> WHAT YOU ARE ASKED TO DO: Give the data below again, word for word.

##############################

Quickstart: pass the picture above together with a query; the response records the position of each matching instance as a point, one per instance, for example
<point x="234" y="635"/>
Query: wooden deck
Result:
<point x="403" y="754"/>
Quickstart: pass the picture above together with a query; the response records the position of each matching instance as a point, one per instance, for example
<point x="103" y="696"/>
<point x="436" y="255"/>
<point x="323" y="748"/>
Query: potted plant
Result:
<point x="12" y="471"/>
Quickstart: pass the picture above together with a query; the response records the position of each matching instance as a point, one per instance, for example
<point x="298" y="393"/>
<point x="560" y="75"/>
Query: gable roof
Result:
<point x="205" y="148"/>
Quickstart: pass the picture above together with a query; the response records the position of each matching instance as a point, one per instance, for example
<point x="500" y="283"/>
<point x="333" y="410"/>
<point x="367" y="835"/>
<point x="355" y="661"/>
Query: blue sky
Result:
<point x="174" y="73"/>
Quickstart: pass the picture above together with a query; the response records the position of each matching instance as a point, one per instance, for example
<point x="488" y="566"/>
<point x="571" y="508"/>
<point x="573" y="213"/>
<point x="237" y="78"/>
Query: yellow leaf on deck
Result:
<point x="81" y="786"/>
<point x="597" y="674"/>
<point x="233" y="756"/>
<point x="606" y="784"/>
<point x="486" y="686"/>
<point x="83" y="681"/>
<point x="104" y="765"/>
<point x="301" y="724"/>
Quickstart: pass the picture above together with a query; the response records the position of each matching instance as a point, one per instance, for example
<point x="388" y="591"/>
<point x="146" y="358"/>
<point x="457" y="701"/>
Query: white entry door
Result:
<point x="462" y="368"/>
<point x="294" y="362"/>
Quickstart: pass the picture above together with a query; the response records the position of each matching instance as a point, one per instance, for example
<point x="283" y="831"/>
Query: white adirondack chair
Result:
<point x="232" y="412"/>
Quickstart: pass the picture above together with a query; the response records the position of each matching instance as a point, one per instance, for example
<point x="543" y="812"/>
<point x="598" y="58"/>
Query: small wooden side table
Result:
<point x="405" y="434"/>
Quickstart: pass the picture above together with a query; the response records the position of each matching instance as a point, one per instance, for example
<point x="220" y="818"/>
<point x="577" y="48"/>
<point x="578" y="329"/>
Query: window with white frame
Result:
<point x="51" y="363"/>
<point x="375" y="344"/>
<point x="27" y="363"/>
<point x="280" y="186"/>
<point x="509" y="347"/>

##############################

> THE RESULT:
Quickstart: pass the picture above together with a query; the response records the position of each matching instance as a point, one per instance, for example
<point x="234" y="635"/>
Query: wooden deck
Result:
<point x="403" y="754"/>
Quickstart: pass the picture above together with a query; the response records the position of each matching instance as a point, one per instance, for example
<point x="103" y="696"/>
<point x="436" y="255"/>
<point x="323" y="748"/>
Query: potted plant
Result:
<point x="12" y="471"/>
Quickstart: pass the picture above together with a query; the response records the position of each matching instance as a point, one per instance, for example
<point x="298" y="393"/>
<point x="560" y="75"/>
Query: gable roof
Result:
<point x="205" y="148"/>
Quickstart: pass the picture above together with a query; the response records the position of each matching instance as a point, one per instance, for example
<point x="500" y="283"/>
<point x="333" y="410"/>
<point x="367" y="835"/>
<point x="355" y="661"/>
Query: blue sky
Result:
<point x="174" y="73"/>
Quickstart: pass the picture above together with a query; the response records the position of each matching instance as a point, one per instance, for example
<point x="488" y="566"/>
<point x="571" y="508"/>
<point x="573" y="213"/>
<point x="237" y="78"/>
Query: yellow leaf on deck
Result:
<point x="81" y="786"/>
<point x="597" y="674"/>
<point x="233" y="756"/>
<point x="606" y="784"/>
<point x="486" y="686"/>
<point x="83" y="681"/>
<point x="104" y="765"/>
<point x="301" y="724"/>
Quickstart: pass the picture above together with a query; the response records the position of each matching instance as a point, one per instance, for example
<point x="388" y="591"/>
<point x="146" y="358"/>
<point x="457" y="701"/>
Query: white entry door
Result:
<point x="462" y="368"/>
<point x="294" y="362"/>
Quickstart: pass the picture above together with a query; the response records the position of each matching instance as a point, one per instance, for example
<point x="283" y="831"/>
Query: white adirondack chair
Result:
<point x="232" y="412"/>
Quickstart: pass the picture above together with a query; the response records the position of each matching instance as a point, one per instance, for example
<point x="543" y="812"/>
<point x="598" y="58"/>
Query: small wooden side table
Result:
<point x="405" y="434"/>
Quickstart: pass the picture above together with a query; the response records the position of each matching instance as a point, one per instance, for example
<point x="220" y="818"/>
<point x="577" y="48"/>
<point x="578" y="329"/>
Query: window with white frame
Result:
<point x="51" y="363"/>
<point x="375" y="344"/>
<point x="27" y="363"/>
<point x="280" y="186"/>
<point x="509" y="347"/>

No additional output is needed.